--- Required task ---
Carry on the blog post about the Bonchurch Landslip walk below from the point where it stops.
··· Selected extract ···
Sunday, 10 June 2012

The Landslip - Bonchurch to Shanklin

And so to the Bonchurch Landslip ... From Ventnor (see previously) we took the flat but rather dull route eastward along the sea wall via a couple of bays - Wheelers Bay and Horseshoe Bay - backed by rubbly cliffs. When you get to Monks Bay and the shoreline settlement called Bonchurch Shore, things start getting interesting.

The location was very popular with artists, as testified by this blue plaque to various watercolourists that were mostly unknown to me: Clarkson Stanfield, Edward W Cooke, Thomas M Richardson, Thomas CL Rowbotham, Myles B Foster, and Ernest A Waterlow.

At Bonchurch Shore, it's a very short detour inland up the Bonchurch Old Church (see previously) and to the new church, where Swinburne is buried. From there you can pick up the coastal path again, and after passing a playing field with the very ominous sign about there being a deep crack in the ground behind the goal, you ascend into the Landslip proper, which occupies a blunt promontory historically called East End.

Visitors have been enthusing about the East End Landslip for around two centuries. It's an odd thought, in this era of easy travel and Google Maps, that a spectacular landslip took place in 1817 or 1818 (accounts differ), and its scenic aftermath remained little-known for many years. John Albin's 1823 A companion to the Isle of Wight has a good contemporary account of the scene only a few years after (see page 80), and it begins:
To those who have time and inclination, we would recommend the examination of an highly interesting scene in the neighbourhood of Bonchurch, hitherto almost unknown to strangers; and indeed, from the remoteness and privacy of its situation, nearly so to the greater part of the inhabitants of the Island.
And this was what those with time and inclination got to see:

East End landslip, mid 19th century print - uncredited image from The Life Project
A few decades after the slip, when it had acquired a patina of vegetation, it must have been an amazing sight. At the time, when there was still the 18th century classification of landscape on a scale between "beautiful" via "picturesque" to "sublime"(awesome but scary) it was regularly described as "sublime".
··· Records provided ···
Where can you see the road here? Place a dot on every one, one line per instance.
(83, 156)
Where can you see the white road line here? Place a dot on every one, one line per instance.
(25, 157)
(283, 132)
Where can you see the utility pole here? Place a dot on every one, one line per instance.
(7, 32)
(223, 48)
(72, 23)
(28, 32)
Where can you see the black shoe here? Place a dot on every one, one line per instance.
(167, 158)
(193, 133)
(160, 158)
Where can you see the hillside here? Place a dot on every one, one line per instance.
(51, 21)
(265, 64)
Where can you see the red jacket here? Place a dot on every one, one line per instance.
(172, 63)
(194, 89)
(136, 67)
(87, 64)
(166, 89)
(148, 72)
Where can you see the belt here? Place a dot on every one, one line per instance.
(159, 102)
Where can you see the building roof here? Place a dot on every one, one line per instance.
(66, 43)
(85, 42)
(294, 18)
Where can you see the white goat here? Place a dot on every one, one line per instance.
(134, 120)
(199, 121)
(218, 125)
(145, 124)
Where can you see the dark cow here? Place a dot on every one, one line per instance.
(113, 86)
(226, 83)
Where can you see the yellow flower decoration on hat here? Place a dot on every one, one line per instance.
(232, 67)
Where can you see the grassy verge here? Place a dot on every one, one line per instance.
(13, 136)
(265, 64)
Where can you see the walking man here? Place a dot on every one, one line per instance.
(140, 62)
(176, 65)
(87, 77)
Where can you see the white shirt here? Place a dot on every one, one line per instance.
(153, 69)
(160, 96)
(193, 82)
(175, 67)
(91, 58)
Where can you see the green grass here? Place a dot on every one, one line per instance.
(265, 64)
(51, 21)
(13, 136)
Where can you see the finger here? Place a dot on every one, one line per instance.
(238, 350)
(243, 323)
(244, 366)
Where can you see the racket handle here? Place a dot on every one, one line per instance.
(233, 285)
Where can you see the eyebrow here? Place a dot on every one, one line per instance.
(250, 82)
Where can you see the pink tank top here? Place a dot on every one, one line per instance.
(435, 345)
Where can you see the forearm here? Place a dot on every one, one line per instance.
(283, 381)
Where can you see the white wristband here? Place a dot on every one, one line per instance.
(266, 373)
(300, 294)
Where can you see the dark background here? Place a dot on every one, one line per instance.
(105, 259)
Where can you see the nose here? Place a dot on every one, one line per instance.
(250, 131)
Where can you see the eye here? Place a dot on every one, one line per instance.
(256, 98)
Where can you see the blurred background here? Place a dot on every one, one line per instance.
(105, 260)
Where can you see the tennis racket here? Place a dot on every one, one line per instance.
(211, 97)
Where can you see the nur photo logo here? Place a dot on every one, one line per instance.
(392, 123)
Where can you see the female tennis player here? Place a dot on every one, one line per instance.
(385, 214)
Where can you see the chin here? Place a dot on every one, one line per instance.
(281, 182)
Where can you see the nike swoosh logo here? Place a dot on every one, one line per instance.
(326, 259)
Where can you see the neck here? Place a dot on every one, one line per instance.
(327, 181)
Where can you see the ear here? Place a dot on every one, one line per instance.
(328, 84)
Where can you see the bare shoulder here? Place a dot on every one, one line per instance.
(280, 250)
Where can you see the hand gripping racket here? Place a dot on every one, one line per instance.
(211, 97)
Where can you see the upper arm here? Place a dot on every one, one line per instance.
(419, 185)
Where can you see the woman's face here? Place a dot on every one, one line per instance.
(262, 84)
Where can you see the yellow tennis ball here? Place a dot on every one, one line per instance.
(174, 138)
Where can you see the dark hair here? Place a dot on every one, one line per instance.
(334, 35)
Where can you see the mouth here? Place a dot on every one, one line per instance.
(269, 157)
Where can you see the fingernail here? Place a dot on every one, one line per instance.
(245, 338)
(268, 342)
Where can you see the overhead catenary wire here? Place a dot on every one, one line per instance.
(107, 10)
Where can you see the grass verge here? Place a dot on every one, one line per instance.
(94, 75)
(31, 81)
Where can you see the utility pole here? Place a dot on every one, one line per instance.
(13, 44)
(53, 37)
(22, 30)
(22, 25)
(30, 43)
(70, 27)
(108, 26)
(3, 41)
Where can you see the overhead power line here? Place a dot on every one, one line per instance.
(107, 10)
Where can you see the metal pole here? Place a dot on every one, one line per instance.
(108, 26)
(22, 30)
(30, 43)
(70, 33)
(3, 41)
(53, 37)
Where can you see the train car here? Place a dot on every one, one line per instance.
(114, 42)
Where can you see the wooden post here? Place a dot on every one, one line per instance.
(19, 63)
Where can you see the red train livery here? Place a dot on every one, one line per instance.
···
--- The answer ---
East End Landslip, from WB Cook's 1849
Bonchurch, Shanklin & the Undercliff, and their vicinities
Descending the sloping grounds of Luccombe by a beaten track, we pass the gate of Luccombe Chine Cottage, and through an enclosed field, we enter the wood at East End, which leads immediately to the Landslip. Its devious path, winding through the thicket of small branching trees and brushwood, where —

"Huge fragments jutting forth, display
Their crowns of evergreen."

One of these fallen rocks, in the midst of the wood, is aptly converted into a seat for the accommodation of pedestrians, and here silence and solitude seem to fix their reign. Proceeding a little further, the scene suddenly opens, and the stranger is at once struck with the stupendous devastation spread around. A portion of the mighty rocks that have slipped from their bases appears leaning in towering grandeur, against the parent cliffs that still maintain their station, above the chaos below them, resembling an extended line of fortification, from whose yawning clefts protrude large trees, whilst among the detached heaps, huge roots of holly, ivy, and other evergreens are entangled and interspersed, presenting a fine contrast to the gray and hoary tinge of the vast rocky fragments with which the scene abounds. Wild flowers of various hues have sprung up amidst the verdure, peering in their native beauty amongst the ferns of this romantic tract.

Not a trace of human habitation is here to be descried, scarce a track, but of the cattle that graze the waste, or of stragglers from the sheep-walks that have made their way from the downs above. The hawk, the wild pigeon, and the lapwing, the inmates of the cliff, appear to be the rightful occupiers of the spot, or share it with the crow and chough, who frequent these scattered heaps, and feast upon the carcasses of luckless sheep and cattle that often fall over the rugged precipices of this desolate region and are dashed upon the rocks beneath.

- Bonchurch, Shanklin & the Undercliff, and their vicinities, WB Cooke, 1849, Internet Archive bonchurchshankli00cook
The Victorians and Edwardians added a level of safety to the sublimity, with broad paths, railed steps and amenities. Check out Isle of Wight Historical Postards - Bonchurch, the Landslip and Luccombe - for images that include the tea tent and the stone seat (which still exists as the "Wishing Seat" - see Flickr). Nowadays, much the same applies, though the landscape is highly overgrown with mature trees; the overall impression is of an attractively tumbling woodland, with only the general switchback nature of the path and occasional vistas  giving away the disrupted nature of the landscape hidden underneath. As I said before, if you want a kind of 'lite' preview of the landscape of the Lyme Regis Undercliff (see Undercliff - visited at last), it's very similar in flavour, but with better-kept paths and minus the sheer distance and isolation.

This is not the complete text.